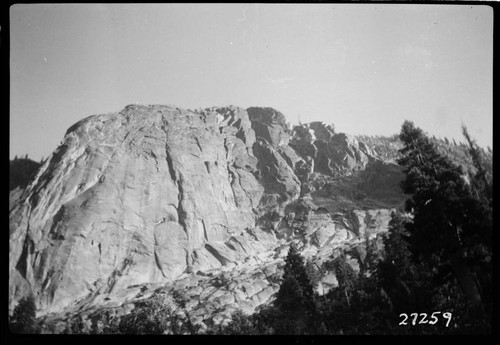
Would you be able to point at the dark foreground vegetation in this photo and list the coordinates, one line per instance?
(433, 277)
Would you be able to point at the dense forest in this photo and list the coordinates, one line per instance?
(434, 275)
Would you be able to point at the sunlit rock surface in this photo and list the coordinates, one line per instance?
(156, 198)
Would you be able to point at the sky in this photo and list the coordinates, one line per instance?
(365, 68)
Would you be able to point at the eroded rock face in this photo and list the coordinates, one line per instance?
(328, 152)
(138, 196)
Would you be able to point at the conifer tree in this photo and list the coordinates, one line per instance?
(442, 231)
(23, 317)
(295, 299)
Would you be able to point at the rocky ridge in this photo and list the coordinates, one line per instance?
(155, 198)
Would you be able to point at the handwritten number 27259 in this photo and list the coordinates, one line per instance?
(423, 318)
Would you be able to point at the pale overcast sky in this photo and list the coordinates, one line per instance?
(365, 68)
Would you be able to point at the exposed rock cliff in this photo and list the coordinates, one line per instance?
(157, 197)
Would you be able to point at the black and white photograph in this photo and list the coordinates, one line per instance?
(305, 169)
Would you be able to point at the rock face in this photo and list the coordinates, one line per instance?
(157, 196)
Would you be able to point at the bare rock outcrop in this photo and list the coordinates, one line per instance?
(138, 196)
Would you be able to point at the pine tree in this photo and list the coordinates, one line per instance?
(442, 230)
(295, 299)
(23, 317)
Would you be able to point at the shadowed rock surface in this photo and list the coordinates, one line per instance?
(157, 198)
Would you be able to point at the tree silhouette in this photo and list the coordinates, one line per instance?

● REQUIREMENT
Only the lines from the one containing "Would you be able to point at the bare" through the end of the data above are wanted, both ends included; restate them word for word.

● TASK ANSWER
Would you be able to point at the bare rock outcrop in this photo and list the coordinates, one line per instance?
(138, 196)
Would you be able to point at the pine tree in this photo and list the coordinates, one line per instance?
(442, 230)
(295, 299)
(23, 317)
Would you be able to point at the shadowed rock surface in this photo and list the coordinates, one line per instance?
(157, 198)
Would you be able to point at the tree silhouette in this photo and list the coordinates, one line per instance?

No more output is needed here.